Stored items from a collection
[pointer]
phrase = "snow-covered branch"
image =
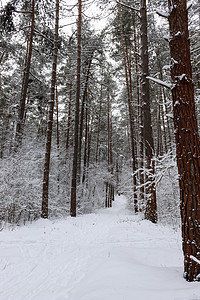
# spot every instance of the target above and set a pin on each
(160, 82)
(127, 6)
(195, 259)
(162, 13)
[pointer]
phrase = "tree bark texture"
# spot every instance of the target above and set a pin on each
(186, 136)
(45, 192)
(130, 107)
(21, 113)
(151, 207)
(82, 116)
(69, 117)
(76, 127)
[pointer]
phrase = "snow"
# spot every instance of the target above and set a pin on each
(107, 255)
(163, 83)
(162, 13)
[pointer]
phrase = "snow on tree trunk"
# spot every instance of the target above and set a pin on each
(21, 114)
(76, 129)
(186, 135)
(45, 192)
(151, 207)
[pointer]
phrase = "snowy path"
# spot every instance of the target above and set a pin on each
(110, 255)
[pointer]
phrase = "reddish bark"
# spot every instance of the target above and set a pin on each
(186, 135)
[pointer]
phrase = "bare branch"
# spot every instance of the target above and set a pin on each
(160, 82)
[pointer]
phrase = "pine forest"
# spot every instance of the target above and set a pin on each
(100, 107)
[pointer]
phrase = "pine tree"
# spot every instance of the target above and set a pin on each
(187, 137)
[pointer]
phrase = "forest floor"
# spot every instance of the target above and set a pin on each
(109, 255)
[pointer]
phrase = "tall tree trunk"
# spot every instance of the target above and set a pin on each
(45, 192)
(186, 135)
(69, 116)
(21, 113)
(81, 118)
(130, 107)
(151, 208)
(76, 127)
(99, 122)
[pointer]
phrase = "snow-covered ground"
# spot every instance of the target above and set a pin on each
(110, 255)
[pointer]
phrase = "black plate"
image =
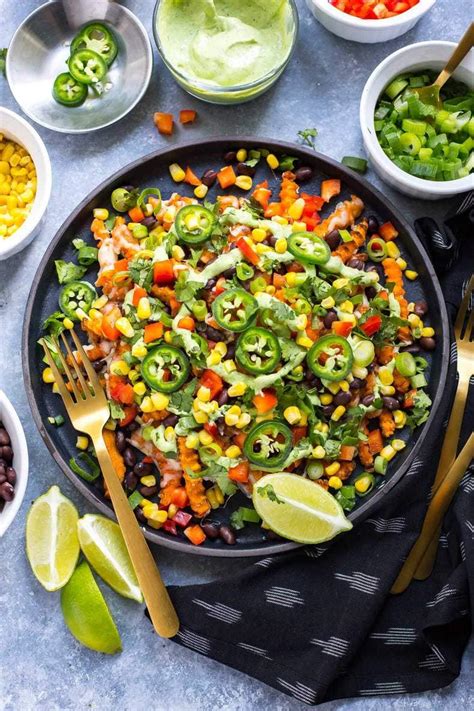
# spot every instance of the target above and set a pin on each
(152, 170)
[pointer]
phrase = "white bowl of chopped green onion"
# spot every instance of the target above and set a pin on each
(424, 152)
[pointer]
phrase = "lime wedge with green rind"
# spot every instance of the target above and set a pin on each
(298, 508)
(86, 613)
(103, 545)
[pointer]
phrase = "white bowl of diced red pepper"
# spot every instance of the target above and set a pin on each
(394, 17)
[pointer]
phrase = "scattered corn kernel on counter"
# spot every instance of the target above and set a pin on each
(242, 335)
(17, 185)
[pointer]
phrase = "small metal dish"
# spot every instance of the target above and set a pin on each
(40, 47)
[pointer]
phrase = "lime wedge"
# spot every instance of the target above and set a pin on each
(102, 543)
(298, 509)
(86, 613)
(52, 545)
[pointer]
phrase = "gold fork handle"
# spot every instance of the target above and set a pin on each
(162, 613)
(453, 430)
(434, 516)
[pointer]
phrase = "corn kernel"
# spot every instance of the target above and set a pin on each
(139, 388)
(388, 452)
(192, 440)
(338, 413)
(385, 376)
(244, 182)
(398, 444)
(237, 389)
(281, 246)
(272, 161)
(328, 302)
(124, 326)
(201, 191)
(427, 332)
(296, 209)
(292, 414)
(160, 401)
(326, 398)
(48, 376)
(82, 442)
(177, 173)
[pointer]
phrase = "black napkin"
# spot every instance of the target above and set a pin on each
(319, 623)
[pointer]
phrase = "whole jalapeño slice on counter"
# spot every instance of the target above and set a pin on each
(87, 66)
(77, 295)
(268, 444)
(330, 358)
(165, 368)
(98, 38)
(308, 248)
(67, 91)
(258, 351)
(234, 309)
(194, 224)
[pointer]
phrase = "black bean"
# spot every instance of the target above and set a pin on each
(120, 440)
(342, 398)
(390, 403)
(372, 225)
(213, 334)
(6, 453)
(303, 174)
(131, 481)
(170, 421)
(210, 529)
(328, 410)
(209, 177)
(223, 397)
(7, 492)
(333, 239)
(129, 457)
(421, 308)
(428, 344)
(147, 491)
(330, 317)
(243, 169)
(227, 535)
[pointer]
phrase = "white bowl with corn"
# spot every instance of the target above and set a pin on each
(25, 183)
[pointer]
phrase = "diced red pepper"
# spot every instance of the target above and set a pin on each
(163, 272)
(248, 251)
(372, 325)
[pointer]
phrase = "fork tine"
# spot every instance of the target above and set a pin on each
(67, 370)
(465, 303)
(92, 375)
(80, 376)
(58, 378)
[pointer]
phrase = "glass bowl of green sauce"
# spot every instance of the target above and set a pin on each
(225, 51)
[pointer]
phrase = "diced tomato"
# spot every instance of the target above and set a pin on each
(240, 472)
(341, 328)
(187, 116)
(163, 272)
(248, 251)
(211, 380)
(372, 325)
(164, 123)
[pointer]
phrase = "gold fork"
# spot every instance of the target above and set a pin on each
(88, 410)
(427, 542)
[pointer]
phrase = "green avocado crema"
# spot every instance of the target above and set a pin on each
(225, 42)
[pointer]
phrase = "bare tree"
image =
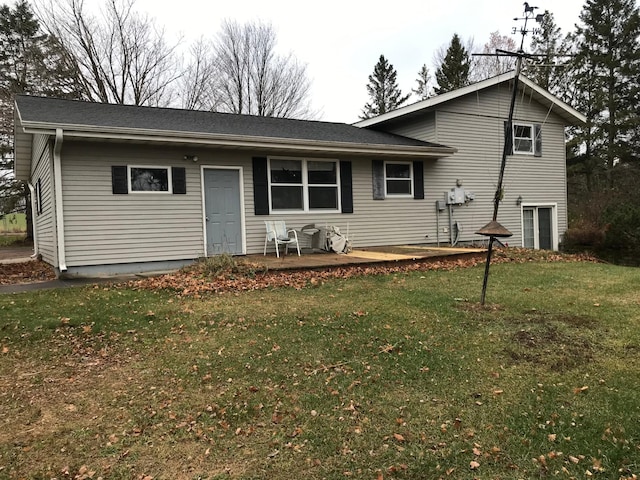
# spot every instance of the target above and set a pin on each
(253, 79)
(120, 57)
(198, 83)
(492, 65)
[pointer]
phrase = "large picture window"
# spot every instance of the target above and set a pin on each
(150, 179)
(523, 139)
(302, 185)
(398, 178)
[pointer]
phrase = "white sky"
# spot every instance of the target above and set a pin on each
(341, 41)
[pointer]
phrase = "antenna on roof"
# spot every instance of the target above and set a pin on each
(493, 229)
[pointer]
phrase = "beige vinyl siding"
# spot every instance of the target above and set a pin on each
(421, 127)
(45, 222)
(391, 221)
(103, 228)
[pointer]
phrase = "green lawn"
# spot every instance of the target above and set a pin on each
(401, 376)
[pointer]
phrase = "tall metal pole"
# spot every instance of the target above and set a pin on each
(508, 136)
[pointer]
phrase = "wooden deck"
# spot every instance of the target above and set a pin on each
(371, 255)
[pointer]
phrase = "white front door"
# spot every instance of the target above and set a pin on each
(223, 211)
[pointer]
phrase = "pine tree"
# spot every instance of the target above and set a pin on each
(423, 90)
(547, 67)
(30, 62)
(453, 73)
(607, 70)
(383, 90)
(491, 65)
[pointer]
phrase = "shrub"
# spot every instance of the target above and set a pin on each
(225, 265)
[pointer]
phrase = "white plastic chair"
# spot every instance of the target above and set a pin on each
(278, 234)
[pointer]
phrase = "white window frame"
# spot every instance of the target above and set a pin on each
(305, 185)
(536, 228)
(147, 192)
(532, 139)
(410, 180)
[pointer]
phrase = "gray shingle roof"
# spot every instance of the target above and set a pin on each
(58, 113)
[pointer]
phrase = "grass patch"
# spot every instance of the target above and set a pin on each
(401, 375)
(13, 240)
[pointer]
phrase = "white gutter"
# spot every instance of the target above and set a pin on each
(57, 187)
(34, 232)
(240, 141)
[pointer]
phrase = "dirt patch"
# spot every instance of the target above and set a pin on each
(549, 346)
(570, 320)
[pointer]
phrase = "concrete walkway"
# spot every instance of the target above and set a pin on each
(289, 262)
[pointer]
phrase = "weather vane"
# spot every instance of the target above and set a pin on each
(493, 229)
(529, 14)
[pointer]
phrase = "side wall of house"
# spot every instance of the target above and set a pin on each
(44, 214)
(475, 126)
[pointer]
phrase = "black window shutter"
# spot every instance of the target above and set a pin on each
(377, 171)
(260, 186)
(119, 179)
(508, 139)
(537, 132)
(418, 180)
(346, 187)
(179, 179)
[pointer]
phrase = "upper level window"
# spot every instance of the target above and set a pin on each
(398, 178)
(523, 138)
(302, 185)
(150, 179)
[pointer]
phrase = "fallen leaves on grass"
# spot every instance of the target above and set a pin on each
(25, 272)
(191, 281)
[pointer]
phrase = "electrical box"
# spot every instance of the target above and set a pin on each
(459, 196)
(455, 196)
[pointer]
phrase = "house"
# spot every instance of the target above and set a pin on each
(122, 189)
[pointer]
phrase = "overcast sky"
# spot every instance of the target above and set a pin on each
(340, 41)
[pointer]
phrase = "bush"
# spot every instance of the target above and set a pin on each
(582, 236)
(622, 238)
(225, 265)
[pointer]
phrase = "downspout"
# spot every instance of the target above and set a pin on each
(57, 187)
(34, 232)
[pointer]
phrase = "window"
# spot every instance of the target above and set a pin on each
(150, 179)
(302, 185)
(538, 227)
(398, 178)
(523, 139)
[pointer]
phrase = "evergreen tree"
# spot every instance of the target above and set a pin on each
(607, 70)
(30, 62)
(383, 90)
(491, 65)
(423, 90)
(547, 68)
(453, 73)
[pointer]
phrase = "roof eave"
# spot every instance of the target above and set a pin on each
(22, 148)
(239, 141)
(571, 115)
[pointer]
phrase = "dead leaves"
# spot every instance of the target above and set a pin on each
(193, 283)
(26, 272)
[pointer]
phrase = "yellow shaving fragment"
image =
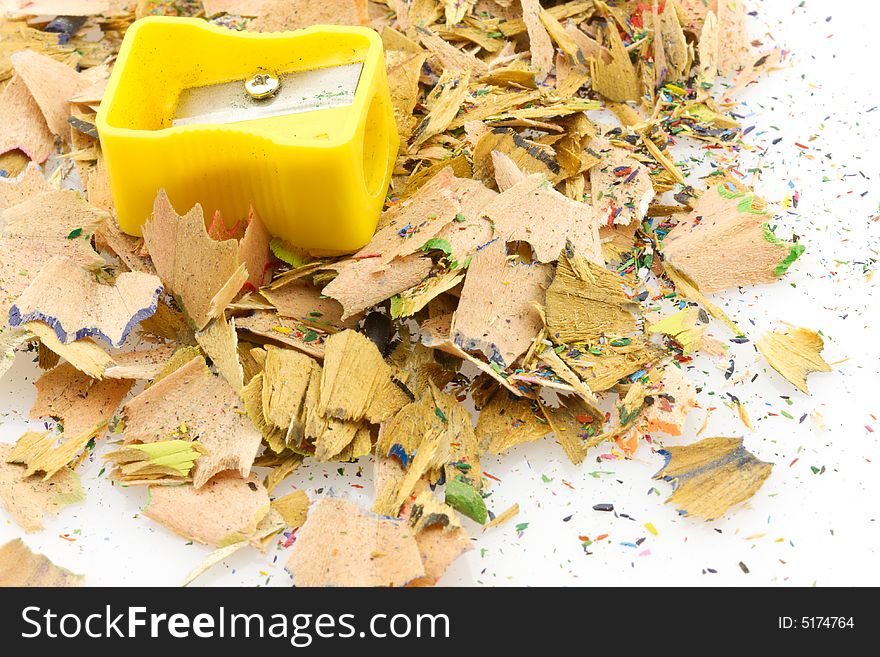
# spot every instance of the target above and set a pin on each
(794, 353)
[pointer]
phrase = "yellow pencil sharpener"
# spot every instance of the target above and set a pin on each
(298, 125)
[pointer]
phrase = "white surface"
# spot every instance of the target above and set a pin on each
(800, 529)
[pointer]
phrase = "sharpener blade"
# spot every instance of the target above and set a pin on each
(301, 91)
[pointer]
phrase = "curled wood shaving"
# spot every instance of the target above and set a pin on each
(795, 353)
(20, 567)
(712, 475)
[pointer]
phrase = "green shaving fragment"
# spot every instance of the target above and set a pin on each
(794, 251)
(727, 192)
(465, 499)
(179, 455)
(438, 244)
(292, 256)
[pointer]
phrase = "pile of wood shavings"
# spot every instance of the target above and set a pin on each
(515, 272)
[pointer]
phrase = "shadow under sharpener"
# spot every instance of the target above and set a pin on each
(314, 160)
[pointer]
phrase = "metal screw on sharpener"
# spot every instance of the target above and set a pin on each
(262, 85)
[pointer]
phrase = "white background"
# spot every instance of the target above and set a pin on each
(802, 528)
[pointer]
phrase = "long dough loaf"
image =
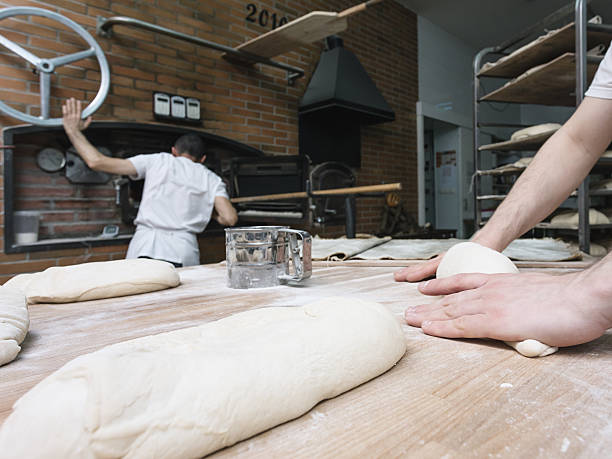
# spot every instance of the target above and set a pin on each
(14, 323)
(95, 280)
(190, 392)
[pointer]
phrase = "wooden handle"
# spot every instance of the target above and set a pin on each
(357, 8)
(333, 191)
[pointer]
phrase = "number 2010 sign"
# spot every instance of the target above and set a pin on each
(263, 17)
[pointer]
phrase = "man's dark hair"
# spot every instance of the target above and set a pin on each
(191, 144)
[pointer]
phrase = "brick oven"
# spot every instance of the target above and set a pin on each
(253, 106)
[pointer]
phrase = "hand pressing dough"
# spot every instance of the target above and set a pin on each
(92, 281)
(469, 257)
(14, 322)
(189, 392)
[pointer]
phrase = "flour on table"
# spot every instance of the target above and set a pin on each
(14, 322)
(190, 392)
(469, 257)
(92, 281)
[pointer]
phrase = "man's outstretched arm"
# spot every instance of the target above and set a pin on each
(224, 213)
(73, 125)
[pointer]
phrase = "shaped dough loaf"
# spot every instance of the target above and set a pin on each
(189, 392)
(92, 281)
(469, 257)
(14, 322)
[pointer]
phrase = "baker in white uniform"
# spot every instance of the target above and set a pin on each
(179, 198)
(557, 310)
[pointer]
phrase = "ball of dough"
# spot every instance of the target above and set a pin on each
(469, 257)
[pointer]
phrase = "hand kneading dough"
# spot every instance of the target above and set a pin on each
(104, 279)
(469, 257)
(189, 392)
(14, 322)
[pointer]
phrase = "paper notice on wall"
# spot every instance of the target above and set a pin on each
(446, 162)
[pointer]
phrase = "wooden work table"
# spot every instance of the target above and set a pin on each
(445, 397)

**Task description:** Locate each line in the entries above that contains the word "kernel", and copy those lines.

**Response to the task:**
phrase = "scattered corn kernel on counter"
phrase = "corn kernel"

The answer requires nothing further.